**Excerpt to read**.

*** Begin section ***

The Hagen Westphalian Open-Air Museum (LWL-Freilichtmuseum Hagen – Westfälisches Landesmuseum für Handwerk und Technik; English: "LWL Open-air Museum Hagen – Westphalian State Museum for Craft and Technics") is a museum at Hagen in the southeastern Ruhr area, North Rhine-Westphalia, Germany.

==Overview==
The museum was founded, together with the Detmold Open-air Museum, in 1960, and was first opened to the public in the early 1970s. The museum is run by the Landschaftsverband Westfalen-Lippe (LWL, regional authority for Westphalia and Lippe within North Rhine-Westphalia). It lies in the Hagen neighbourhood of Selbecke south of Eilpe in the Mäckingerbach valley.

The open-air museum brings a bit of skilled-trade history into the present, and it takes a hands-on approach. On its grounds stretching for about 42 ha, not only are urban and rural trades simply "displayed" along with their workshops and tools, but in more than twenty of the nearly sixty rebuilt workshops, they are still practised, and interested visitors can, sometimes by themselves, take part in the production.

==History==
As early as the 1920s, there were efforts by a group of engineers and historical preservationists to preserve technological monuments for posterity. The initiator, Wilhelm Claas, even suggested the Mäckingerbach valley as a good place for a museum to that end. The narrow valley was chosen, as wind, water and wood were the three most important location factors for industry in the 18th and 19th centuries.

*** End section ***

**Given data**.
*** Begin section ***

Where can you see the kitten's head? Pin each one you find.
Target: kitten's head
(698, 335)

*** End section ***

**Exercise goal**. Carry on the article about the Hagen Westphalian Open-Air Museum, starting after its last sentence. The data above is not needed.

**Output of the task**.
In 1960, the Westphalian Open-Air Museum was founded, and thirteen years later, the gates opened to the public. Unlike most open-air museums, which show everyday life on the farm or in the country as it was in days gone by, the Hagen Open-Air Museum puts the history of these activities in Westphalia in the fore. From the late 18th century through the early years of the Industrial Revolution to the highly industrialized society emerging in the early 20th century, the visitor can experience the development of these trades and the industry in the region.

==Crafts and trades==
Crafts and trades demonstrated at the Westphalian Open-Air Museum include ropemaking, smithing, brewing, baking, tanning, printing, milling, papermaking, etc. An important attraction is the triphammer workshop. Once the hammer is engaged, a craftsman goes to work noisily forging a scythe, passing it between the hammer and the anvil underneath in a process called peening.

The Hagen Westphalian Open-Air Museum is open from March or April until October.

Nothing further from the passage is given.